Aim of the exercise:
Find every line in the listing below that contains the string "blue", and copy each of those lines.

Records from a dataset
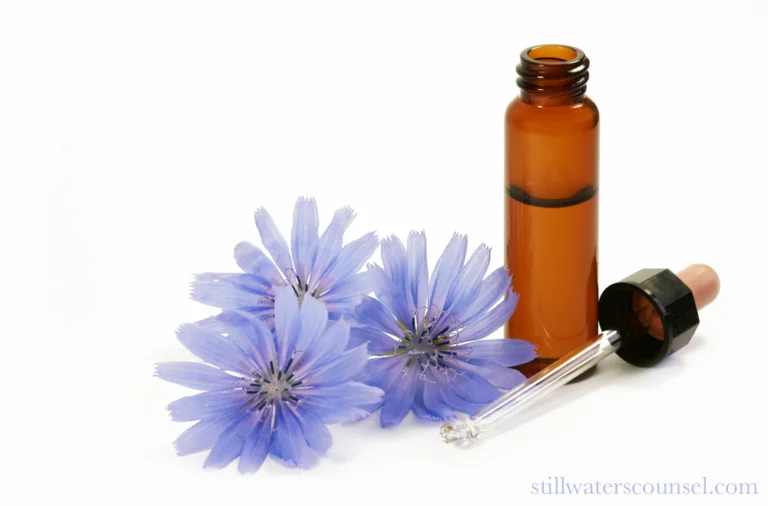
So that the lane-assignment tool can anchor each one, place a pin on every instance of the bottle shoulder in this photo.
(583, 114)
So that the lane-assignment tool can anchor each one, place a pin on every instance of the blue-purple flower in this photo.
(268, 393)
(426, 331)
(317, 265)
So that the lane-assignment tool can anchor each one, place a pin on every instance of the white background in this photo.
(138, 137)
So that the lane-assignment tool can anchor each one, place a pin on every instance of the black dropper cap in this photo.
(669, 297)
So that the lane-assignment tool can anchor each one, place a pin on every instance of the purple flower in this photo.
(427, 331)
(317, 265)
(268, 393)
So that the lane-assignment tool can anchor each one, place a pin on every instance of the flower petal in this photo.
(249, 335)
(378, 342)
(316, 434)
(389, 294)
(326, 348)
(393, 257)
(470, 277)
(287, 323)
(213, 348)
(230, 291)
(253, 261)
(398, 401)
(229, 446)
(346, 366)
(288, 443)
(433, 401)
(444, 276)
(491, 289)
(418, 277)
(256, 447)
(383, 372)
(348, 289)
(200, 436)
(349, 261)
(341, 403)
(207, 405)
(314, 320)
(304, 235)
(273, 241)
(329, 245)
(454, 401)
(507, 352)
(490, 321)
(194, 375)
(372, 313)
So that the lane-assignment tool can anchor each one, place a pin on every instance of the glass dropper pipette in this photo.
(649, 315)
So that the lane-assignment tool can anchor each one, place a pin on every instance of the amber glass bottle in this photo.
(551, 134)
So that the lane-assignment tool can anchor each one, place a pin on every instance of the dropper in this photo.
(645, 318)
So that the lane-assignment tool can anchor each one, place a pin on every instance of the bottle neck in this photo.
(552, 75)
* * *
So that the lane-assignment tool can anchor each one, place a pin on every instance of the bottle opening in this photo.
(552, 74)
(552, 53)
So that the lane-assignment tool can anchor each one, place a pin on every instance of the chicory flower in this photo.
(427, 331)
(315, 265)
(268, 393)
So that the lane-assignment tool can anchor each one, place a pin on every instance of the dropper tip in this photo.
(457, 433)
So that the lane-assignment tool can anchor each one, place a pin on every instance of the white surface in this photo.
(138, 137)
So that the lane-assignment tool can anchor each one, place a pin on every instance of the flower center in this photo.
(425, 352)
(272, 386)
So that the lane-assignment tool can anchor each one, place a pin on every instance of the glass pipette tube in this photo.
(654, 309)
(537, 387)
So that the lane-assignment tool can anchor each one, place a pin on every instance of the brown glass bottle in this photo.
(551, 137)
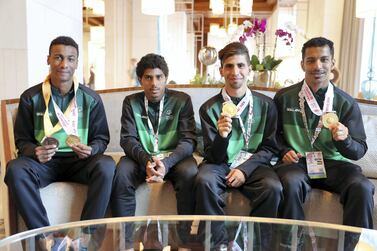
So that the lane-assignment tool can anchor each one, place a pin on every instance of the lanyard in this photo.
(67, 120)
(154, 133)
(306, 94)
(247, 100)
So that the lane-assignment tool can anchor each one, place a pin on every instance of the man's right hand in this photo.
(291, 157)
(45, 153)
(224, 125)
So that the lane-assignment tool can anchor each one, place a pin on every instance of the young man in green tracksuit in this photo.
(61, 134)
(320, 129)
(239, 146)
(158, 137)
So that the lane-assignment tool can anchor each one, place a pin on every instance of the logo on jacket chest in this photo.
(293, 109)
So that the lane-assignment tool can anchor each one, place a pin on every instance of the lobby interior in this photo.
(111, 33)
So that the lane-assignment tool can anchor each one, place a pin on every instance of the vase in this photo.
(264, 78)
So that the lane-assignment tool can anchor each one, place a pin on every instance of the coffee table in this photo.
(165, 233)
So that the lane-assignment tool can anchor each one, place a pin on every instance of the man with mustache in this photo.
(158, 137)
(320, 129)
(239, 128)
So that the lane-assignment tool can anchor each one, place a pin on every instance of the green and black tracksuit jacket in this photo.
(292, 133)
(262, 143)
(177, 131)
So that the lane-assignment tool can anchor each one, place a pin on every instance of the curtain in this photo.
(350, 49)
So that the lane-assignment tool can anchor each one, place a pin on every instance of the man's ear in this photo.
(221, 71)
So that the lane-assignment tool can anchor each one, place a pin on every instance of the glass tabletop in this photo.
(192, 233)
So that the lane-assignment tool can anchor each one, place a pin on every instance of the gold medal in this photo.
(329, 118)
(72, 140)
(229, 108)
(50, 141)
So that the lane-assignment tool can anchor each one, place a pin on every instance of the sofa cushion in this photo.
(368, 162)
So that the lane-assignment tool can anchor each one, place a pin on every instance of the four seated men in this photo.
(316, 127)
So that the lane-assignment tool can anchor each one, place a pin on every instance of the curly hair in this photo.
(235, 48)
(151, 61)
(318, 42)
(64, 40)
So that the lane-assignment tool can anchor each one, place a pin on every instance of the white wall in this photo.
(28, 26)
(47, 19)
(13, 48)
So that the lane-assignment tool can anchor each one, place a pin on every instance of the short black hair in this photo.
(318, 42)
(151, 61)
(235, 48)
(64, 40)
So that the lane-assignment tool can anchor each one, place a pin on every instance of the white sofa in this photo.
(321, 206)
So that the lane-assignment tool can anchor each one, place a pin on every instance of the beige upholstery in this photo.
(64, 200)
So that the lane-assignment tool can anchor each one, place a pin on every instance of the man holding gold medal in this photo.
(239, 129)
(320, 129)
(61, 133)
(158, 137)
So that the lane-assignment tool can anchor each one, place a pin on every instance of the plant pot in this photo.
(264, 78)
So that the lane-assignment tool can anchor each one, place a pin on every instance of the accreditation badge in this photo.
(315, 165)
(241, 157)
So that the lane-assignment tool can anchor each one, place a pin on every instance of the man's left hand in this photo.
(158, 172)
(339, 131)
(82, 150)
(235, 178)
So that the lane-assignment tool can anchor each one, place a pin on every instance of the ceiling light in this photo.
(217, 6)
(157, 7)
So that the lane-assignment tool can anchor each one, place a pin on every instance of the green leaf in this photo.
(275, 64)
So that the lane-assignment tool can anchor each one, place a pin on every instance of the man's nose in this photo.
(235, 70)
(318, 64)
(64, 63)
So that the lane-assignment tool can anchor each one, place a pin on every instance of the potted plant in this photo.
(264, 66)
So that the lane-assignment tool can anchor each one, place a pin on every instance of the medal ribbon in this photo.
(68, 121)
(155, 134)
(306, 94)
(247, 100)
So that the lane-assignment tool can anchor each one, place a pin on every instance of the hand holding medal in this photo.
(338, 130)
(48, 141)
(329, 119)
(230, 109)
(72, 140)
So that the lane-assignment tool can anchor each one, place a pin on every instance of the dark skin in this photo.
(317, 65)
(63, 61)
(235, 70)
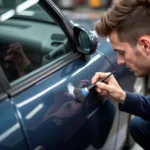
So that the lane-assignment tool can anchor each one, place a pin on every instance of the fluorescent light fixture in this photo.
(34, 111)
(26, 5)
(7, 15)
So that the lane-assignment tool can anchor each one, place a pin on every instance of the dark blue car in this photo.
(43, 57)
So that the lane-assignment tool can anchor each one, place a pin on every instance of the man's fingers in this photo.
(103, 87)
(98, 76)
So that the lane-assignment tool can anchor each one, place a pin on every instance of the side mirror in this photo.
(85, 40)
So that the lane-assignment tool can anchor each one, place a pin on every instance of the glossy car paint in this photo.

Complete response:
So that the lane-assignment tool can anchor each one, place a pin on every instance of the blue-purple flower in this photo.
So that the lane-assignment tool can anchor each one, place a pin on every instance of the dark blue car in this photo.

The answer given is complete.